**Work to be completed:**
Please restate each entry word for word.

Referring expression pointing data
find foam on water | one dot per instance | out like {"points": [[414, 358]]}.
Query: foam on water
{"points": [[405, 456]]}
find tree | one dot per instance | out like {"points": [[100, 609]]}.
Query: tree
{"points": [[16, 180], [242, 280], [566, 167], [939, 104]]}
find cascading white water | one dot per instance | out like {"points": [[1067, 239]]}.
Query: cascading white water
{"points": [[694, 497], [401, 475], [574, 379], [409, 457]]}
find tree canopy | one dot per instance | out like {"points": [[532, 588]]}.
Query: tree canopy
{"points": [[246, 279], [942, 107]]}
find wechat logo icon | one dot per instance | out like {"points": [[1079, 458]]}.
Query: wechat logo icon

**Response to the task:**
find foam on water | one dot per instance | out like {"points": [[414, 358]]}.
Query: foam on water
{"points": [[405, 456]]}
find tree | one dot per instance | out like {"points": [[100, 609]]}.
Query: tree
{"points": [[16, 180], [242, 280], [566, 167], [939, 104]]}
find cascading white water | one dot per instance | out like {"points": [[1067, 239]]}.
Query: cascading white water
{"points": [[694, 497], [401, 475], [574, 379], [409, 457]]}
find tree canopy | one dot per instance | out like {"points": [[532, 588]]}.
Query: tree canopy
{"points": [[246, 279], [942, 107]]}
find wechat logo icon | one dot per instance | out like {"points": [[1079, 458]]}.
Query: wechat logo icon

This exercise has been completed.